(Extract to read)
Praise and recognition have often been stated as a key motivational practice for many people.
Why? Because being recognised for doing a good job strokes our ego, builds on our self-esteem, creates goodwill between the two people, develops self-worth and makes our self-confidence do a lap of honour.
But it often happens that the process of giving praise and recognition can actually be done incorrectly, and not achieve the goal you want it to.
So, what’s the best way to express appreciation to a team member so they take it on board and want to repeat it again?
Here are some tips:
Be specific in what you are recognising
By being too generic, the other person doesn’t really know what they did right and can’t repeat what it is you want them to.
For example, if you say ‘Well done on that project’, the person understands you are happy with them, but what specifically did they do right, and what should they repeat?
It’s equivalent to saying ‘You’re a good girl!’
Instead, something like ‘The quality of the research on that project and the way it was presented to the client was excellent, and the feedback on the information showed you took it really seriously. Well done!’ would be more pertinent and specific to what you wish the person to repeat in the future
Highlight the skills or behaviours that they used
Saying ‘that was professional’ won’t cut it because they won’t know what skills or behaviours you are complimenting them on.

(Task instructions)
**1.** Reproduce the praise and recognition article word for word between "Here are some" and "want them to.", inclusive.
**2.** Please carry on writing the praise and recognition article past its final sentence.
The listing that comes next has no connection to the praise and recognition article.

(Dataset)
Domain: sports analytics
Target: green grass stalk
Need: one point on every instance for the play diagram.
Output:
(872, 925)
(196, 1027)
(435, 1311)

(Solved tasks)
**1.**
Here are some tips:
Be specific in what you are recognising
By being too generic, the other person doesn’t really know what they did right and can’t repeat what it is you want them to.

**2.**
Identify exactly what you are complimenting, like the way they dealt with a client complaint, or the assertive way they handled a work issue.
You’re trying to focus on exactly what they did and the value of displaying it again.
If you appreciate what they did, say so.
It won’t sound patronising if you’re serious about how they did it.
Saying ‘well done’ or ‘thanks’ goes a long way.
See how the praise can be transmitted to others
Would the rest of the team benefit from knowing what the person did, how they did it and the results of what they did?
Then work out how that can be shared with others.
Would a quick email around the team be sufficient?
Should you mention it at the next team meeting?
Identify the best way to share the good news without it being a big embarrassment to them.
Ensure you talk about things you would like them to repeat
The way we feel after being recognised should make us want to repeat the act so that we are given the same recognition again.
Subliminally, we feel good because the praise infects us as a person and digs deep into our identity.
If you clarify exactly what you found to be good about the work they did, they will endeavour to repeat it and you’ll find other reasons to build appreciation for them.
When it doesn’t go overboard, praise and recognition can be inspirational for your team members and motivate them to keep looking for chances to do similar things again in the future.